EXTRACT TO READ:
>>>

The additional limitations when viewed individually and when viewed as an ordered combination, and pursuant to the broadest reasonable interpretation, do not integrate the abstract idea into a practical application because each of the additional elements are recited at high level of generality implementing the abstract idea on a computer (i.e. apply it) or generally linking the use of the judicial exception to a particular technological environment. Specifically,
With respect to the limitation, [acquiring] at a server device of an in-store customer product recommendation system, an attribute of a customer from an edge device, the customer using the edge device and who is visiting a store adopting the in-store customer product recommendation system, Examiner notes that this limitation is recited at a high level of generality and merely generally links the abstract idea to a particular technological environment (i.e., a generic device in a store and a generic server to transmit a recommendation to the device). See spec paragraph [0021] “the edge device 1 may also be a device of various kinds serving as a contact point between a customer visiting a store and the information processing system S or a system incorporating such a device. For example, the edge device 1 may be an information processing device such as a self-service point-of- sale (POS) terminal, a smartphone of the customer, or a tablet terminal provided at the store for customer use.”

<<<

INPUT DATA:

>>>

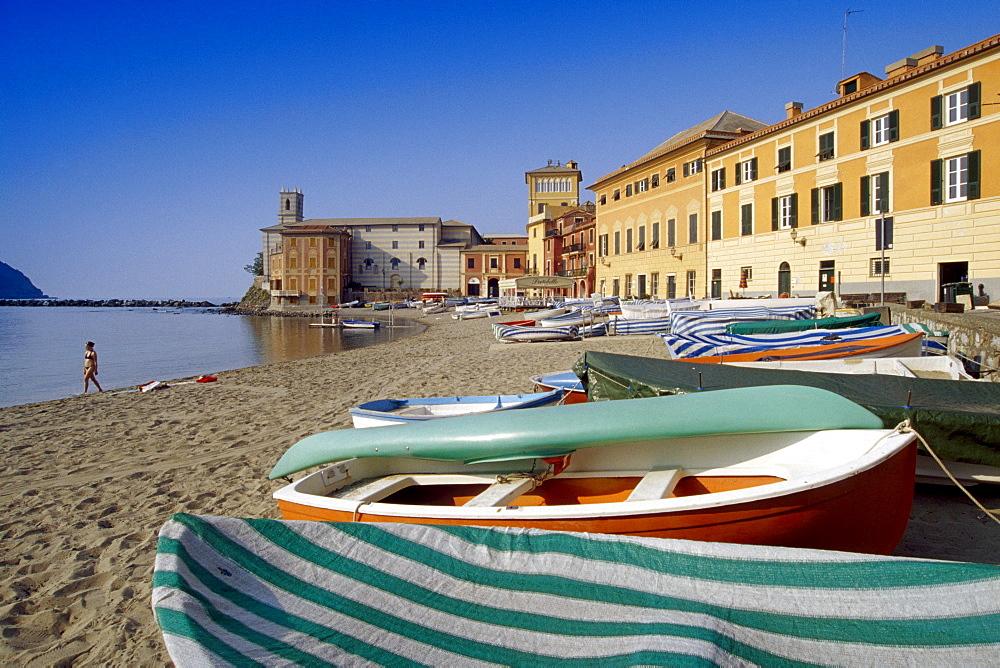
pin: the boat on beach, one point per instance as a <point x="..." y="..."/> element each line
<point x="383" y="412"/>
<point x="716" y="466"/>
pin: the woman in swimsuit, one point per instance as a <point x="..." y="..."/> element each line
<point x="90" y="367"/>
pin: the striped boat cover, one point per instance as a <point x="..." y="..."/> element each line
<point x="698" y="323"/>
<point x="681" y="347"/>
<point x="264" y="592"/>
<point x="622" y="326"/>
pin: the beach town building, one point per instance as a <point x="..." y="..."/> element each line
<point x="503" y="256"/>
<point x="373" y="254"/>
<point x="889" y="190"/>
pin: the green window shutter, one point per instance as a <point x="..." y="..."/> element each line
<point x="937" y="116"/>
<point x="975" y="105"/>
<point x="974" y="175"/>
<point x="883" y="203"/>
<point x="937" y="181"/>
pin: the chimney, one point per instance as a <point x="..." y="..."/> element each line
<point x="793" y="109"/>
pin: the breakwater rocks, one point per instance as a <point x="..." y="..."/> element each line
<point x="157" y="303"/>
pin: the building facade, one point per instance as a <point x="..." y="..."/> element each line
<point x="891" y="188"/>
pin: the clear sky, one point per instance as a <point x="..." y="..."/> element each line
<point x="143" y="144"/>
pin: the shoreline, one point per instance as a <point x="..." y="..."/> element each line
<point x="89" y="480"/>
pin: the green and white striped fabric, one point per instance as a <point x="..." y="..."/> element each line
<point x="263" y="592"/>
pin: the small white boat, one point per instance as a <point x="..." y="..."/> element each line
<point x="383" y="412"/>
<point x="940" y="367"/>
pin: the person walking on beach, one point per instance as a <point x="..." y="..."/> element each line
<point x="90" y="367"/>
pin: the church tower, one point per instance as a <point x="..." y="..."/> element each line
<point x="553" y="185"/>
<point x="290" y="206"/>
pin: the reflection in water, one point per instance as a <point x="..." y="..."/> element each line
<point x="278" y="339"/>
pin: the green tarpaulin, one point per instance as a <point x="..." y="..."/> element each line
<point x="782" y="326"/>
<point x="960" y="419"/>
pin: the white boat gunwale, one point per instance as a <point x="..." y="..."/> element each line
<point x="883" y="444"/>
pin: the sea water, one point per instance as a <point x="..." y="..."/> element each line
<point x="41" y="348"/>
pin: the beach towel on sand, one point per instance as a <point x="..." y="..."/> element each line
<point x="235" y="591"/>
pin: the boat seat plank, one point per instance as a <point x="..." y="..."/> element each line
<point x="656" y="484"/>
<point x="378" y="489"/>
<point x="501" y="493"/>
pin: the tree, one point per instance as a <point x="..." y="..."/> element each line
<point x="257" y="267"/>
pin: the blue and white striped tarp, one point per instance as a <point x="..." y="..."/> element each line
<point x="728" y="344"/>
<point x="695" y="323"/>
<point x="240" y="592"/>
<point x="622" y="326"/>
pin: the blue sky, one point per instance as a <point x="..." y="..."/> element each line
<point x="143" y="144"/>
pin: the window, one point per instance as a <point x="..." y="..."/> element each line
<point x="784" y="159"/>
<point x="827" y="204"/>
<point x="746" y="171"/>
<point x="746" y="220"/>
<point x="956" y="107"/>
<point x="883" y="233"/>
<point x="955" y="179"/>
<point x="875" y="194"/>
<point x="878" y="266"/>
<point x="716" y="284"/>
<point x="784" y="212"/>
<point x="718" y="179"/>
<point x="716" y="225"/>
<point x="826" y="150"/>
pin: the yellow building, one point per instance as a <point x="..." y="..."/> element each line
<point x="651" y="214"/>
<point x="895" y="180"/>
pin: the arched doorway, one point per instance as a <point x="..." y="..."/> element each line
<point x="784" y="280"/>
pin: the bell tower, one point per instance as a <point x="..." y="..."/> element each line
<point x="290" y="206"/>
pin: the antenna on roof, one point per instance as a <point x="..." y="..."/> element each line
<point x="843" y="48"/>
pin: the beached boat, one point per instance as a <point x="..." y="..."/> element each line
<point x="567" y="381"/>
<point x="961" y="421"/>
<point x="361" y="324"/>
<point x="268" y="592"/>
<point x="383" y="412"/>
<point x="718" y="466"/>
<point x="941" y="367"/>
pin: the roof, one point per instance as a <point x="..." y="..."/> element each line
<point x="726" y="125"/>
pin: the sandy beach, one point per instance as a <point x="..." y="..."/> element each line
<point x="88" y="481"/>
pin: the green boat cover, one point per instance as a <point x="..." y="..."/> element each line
<point x="960" y="419"/>
<point x="259" y="592"/>
<point x="560" y="430"/>
<point x="782" y="326"/>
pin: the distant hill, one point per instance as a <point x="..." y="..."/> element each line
<point x="15" y="285"/>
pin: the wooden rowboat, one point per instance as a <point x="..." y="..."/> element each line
<point x="383" y="412"/>
<point x="719" y="466"/>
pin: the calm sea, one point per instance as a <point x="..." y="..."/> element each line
<point x="41" y="348"/>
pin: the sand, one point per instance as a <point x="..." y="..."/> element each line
<point x="88" y="481"/>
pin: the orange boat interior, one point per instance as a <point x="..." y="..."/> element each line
<point x="572" y="491"/>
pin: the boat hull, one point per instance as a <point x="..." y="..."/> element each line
<point x="866" y="513"/>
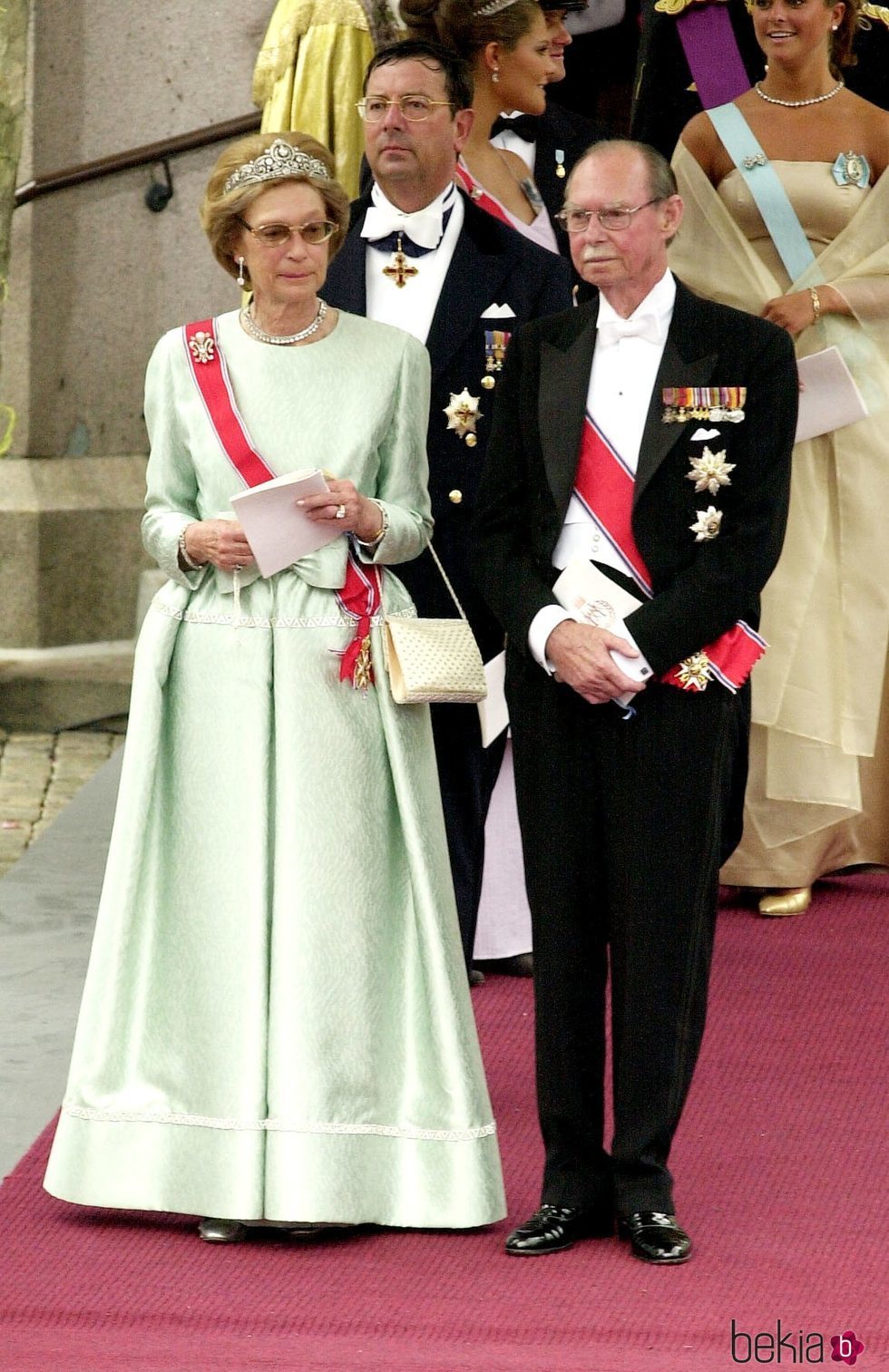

<<<

THE PROBLEM:
Answer these questions from the examiner's analysis:
(a) At what level of generality does the first paragraph say each of the additional elements is recited?
(b) Which paragraph of the specification does the examiner quote?
(c) What three devices does that quoted paragraph give as examples of the edge device?
The lines have nothing to do with the text.

TASK OUTPUT:
(a) At a high level of generality.
(b) Paragraph [0021].
(c) A self-service point-of-sale (POS) terminal, a smartphone of the customer, and a tablet terminal provided at the store for customer use.